▸ What the exercise asks
Restate the records exactly. Include all of them.

▸ Records for processing
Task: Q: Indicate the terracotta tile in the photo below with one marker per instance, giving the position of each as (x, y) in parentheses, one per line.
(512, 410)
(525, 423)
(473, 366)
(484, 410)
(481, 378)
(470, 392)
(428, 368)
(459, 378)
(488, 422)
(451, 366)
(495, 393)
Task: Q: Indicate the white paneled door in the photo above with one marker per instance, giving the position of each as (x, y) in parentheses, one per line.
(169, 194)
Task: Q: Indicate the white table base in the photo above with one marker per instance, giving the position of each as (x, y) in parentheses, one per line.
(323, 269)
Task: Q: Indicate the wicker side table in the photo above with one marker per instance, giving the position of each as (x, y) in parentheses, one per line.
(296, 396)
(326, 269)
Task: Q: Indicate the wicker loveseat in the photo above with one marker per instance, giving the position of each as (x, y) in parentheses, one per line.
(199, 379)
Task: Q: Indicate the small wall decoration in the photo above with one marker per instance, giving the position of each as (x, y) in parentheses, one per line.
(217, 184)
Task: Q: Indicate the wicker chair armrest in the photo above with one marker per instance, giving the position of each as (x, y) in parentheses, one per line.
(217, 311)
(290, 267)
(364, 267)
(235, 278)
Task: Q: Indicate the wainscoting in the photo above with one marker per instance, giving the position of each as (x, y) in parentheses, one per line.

▸ Exercise result
Task: Q: Indicate the terracotta tile in the photo below with one marker per instance, giving the position of each as (x, y) in parentheses, one per line.
(512, 410)
(525, 423)
(473, 366)
(484, 410)
(481, 378)
(470, 392)
(428, 368)
(459, 378)
(488, 422)
(451, 366)
(495, 393)
Task: Q: Indicate the white paneled door in the photo above with one marker per instance, giving the position of each as (x, y) in parentheses, one per line.
(169, 194)
Task: Q: Indicate the white table base in the photo above with one marker per instance, giving the position of each as (x, y) in parentheses, one per line.
(323, 269)
Task: Q: Indicate the wicker side table in the photo above with one marker per instance, giving the position of each as (x, y) in parentheses, one per line.
(296, 396)
(326, 269)
Task: Q: Indicate the wicker loveseat in the photo above with one marker per instance, giving the position of each as (x, y) in parentheses, one per line.
(199, 379)
Task: Q: Indicate the small wall decoration in the photo above with one marker per instance, giving the position of each as (x, y) in parentheses, one per line.
(217, 184)
Task: Q: Indicate the wicker chair armrest in the photo above with one marker per instance, giving the position of each as (x, y) in parentheses, one per line.
(217, 311)
(290, 267)
(364, 267)
(235, 278)
Task: Q: Indicate the wainscoting in the photo above with one marker per instance, giving the position of each as (x, y) in parentheses, one per line.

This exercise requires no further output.